▸ **Work order**: Each line with the string "brown" is to be copied from the records below.

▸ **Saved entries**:
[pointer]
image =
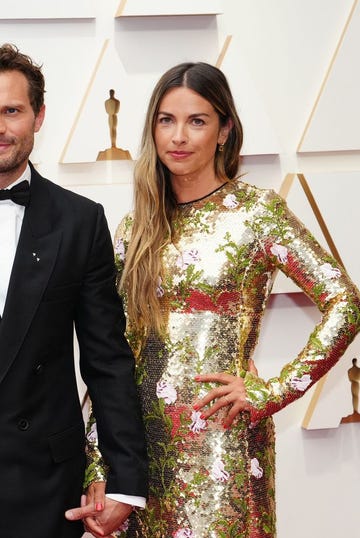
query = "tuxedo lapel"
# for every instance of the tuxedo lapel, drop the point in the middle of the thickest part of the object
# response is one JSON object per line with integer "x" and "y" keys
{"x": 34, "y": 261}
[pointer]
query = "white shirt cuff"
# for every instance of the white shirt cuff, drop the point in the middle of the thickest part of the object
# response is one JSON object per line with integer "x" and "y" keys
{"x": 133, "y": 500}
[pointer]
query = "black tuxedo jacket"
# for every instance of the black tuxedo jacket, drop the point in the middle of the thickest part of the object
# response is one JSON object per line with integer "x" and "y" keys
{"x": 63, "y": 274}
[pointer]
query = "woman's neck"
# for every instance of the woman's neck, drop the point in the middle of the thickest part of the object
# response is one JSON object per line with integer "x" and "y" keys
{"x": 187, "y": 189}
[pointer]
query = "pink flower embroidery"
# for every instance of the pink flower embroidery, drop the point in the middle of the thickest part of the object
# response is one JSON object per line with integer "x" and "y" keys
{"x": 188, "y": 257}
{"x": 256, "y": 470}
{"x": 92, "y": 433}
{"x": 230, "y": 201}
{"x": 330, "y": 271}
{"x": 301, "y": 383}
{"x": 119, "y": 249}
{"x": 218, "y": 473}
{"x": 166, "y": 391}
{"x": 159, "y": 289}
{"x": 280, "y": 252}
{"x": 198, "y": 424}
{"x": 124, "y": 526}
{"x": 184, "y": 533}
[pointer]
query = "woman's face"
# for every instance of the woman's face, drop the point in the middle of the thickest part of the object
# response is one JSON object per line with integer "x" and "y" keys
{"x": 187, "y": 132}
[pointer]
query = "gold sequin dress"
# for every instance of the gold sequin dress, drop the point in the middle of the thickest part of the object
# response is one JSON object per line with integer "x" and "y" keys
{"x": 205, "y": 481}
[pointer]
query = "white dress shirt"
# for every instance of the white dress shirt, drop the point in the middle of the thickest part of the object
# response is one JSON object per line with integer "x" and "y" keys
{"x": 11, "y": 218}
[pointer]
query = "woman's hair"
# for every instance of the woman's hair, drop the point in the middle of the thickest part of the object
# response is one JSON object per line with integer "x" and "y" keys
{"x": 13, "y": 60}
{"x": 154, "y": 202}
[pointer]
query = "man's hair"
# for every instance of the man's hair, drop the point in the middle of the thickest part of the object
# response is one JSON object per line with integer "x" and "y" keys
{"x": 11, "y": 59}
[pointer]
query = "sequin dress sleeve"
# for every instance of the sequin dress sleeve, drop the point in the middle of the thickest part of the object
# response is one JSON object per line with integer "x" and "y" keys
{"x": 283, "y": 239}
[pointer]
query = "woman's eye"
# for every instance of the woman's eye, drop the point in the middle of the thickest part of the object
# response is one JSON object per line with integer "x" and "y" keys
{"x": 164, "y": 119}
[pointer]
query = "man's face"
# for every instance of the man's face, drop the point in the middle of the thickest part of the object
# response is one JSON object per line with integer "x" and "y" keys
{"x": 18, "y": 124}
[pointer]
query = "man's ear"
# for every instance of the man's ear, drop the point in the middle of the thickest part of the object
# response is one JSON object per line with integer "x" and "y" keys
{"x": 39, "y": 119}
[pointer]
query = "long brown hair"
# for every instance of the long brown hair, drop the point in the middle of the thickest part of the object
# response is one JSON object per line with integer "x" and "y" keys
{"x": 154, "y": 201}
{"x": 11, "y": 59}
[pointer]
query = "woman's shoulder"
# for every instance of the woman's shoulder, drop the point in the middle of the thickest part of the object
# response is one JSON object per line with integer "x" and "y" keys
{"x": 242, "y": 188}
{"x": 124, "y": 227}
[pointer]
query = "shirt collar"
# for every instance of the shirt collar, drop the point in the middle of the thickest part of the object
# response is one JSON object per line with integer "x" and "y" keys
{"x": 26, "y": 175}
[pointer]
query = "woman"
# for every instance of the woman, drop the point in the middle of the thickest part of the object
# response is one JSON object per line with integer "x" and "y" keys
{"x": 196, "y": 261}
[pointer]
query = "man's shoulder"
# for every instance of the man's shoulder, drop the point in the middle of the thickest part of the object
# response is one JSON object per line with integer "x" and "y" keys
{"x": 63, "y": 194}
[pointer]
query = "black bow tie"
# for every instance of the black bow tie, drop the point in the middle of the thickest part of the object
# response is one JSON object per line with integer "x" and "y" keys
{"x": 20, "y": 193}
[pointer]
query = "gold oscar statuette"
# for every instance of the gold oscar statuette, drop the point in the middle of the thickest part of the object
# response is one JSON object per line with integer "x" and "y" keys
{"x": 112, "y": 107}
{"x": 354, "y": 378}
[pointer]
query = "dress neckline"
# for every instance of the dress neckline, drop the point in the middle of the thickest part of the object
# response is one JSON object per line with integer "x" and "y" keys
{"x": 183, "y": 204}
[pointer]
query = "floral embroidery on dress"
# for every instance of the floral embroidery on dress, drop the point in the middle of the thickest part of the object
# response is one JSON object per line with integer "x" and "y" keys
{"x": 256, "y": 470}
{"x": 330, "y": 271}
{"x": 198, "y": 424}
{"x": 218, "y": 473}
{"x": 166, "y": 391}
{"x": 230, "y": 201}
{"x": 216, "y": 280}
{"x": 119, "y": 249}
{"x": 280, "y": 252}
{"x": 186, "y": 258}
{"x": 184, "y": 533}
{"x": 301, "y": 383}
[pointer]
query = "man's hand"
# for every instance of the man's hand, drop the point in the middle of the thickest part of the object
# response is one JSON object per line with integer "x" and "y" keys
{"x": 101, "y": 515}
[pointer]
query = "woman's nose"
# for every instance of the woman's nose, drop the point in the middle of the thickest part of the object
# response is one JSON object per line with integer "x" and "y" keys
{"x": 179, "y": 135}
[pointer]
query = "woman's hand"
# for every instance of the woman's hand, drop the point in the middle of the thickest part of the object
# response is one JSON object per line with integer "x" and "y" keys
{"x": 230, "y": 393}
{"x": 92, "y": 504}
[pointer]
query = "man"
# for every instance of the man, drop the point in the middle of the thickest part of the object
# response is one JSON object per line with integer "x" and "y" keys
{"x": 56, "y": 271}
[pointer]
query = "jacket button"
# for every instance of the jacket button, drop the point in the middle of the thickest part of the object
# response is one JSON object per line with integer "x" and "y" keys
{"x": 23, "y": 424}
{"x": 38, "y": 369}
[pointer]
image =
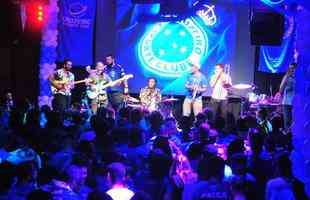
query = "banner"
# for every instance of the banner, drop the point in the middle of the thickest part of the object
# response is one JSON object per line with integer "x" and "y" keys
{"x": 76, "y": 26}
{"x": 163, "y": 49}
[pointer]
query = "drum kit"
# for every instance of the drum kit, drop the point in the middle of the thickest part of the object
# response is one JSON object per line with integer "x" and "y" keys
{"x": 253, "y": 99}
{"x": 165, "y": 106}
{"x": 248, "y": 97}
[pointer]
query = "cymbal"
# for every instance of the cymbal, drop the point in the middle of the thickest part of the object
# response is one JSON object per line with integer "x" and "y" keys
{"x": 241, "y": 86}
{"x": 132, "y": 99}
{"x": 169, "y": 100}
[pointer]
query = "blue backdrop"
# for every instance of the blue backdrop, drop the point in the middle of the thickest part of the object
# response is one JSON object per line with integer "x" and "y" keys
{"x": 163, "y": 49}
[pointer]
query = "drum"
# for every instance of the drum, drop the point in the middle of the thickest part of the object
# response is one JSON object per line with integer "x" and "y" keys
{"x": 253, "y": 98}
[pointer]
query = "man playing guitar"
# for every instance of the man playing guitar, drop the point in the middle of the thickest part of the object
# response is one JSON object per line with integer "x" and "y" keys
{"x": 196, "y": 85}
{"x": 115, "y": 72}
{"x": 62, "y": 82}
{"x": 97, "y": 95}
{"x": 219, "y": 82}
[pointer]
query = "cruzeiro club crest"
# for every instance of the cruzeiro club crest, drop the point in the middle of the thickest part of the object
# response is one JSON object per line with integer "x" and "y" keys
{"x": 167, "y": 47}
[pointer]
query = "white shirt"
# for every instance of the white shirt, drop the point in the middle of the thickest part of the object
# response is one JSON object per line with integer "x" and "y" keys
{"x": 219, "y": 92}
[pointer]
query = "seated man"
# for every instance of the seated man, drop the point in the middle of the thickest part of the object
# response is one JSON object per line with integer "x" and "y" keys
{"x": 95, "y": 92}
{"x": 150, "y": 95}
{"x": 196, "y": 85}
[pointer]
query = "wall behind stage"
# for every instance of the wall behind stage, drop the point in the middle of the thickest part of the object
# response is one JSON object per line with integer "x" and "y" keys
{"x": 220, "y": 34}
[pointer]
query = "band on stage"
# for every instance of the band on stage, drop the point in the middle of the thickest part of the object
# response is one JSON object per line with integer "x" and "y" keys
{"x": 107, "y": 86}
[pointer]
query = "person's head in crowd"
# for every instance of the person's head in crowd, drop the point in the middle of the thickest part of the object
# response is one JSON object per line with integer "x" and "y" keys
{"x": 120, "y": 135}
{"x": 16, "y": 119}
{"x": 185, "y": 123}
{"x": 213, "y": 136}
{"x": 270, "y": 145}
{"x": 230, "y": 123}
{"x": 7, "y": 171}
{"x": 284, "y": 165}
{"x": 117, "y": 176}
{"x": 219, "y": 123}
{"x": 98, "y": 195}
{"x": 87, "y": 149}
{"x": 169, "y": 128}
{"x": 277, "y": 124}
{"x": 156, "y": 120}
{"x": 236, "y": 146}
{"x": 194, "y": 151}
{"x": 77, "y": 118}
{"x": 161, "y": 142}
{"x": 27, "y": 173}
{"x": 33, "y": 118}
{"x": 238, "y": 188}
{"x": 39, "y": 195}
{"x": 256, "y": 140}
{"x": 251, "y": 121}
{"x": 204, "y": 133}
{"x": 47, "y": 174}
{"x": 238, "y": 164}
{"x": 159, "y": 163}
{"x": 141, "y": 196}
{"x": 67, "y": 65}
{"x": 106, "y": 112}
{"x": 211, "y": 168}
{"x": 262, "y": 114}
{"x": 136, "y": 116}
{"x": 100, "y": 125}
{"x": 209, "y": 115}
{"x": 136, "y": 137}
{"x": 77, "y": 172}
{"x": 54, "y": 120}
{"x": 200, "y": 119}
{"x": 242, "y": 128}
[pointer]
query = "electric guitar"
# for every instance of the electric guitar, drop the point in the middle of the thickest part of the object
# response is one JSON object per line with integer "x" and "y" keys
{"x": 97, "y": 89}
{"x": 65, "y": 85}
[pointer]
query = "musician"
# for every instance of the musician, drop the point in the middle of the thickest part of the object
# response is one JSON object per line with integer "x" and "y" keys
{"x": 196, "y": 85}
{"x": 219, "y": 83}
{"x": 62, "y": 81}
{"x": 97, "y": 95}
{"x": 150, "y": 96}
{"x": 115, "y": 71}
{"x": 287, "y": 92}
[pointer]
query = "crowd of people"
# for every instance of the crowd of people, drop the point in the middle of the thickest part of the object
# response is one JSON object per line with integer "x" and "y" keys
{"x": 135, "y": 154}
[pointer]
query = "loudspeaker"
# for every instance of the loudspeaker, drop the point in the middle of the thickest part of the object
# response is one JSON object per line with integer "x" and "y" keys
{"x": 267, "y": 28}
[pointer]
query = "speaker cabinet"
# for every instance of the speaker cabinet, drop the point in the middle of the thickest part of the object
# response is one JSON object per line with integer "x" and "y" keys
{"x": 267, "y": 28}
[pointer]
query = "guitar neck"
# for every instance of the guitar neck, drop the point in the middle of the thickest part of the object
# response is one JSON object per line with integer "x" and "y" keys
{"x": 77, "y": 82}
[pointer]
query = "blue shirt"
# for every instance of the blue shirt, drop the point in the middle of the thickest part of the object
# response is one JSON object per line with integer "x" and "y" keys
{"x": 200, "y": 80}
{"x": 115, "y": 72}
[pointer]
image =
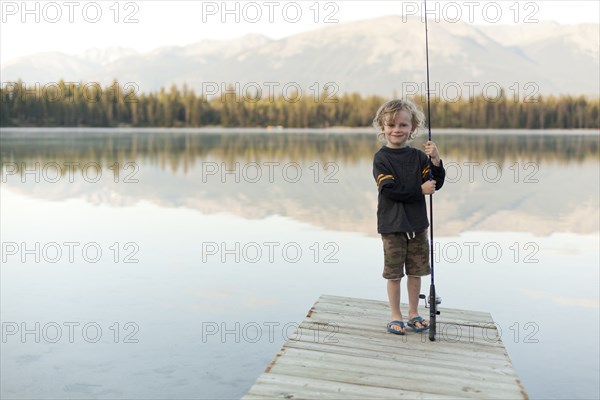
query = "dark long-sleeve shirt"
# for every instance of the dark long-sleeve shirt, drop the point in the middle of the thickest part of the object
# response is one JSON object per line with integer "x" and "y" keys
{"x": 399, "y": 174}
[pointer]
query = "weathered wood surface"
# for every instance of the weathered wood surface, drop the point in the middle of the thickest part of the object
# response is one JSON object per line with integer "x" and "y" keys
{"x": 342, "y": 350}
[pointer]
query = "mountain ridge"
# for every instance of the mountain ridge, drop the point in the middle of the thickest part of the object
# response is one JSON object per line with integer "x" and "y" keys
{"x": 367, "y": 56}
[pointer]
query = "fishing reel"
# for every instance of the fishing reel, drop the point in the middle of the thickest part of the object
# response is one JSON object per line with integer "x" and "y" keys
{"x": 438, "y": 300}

▸ **Solution to this problem**:
query = "long brown hair"
# for every instance of the long brown hair, drop the point in the middle of the thickest part of the object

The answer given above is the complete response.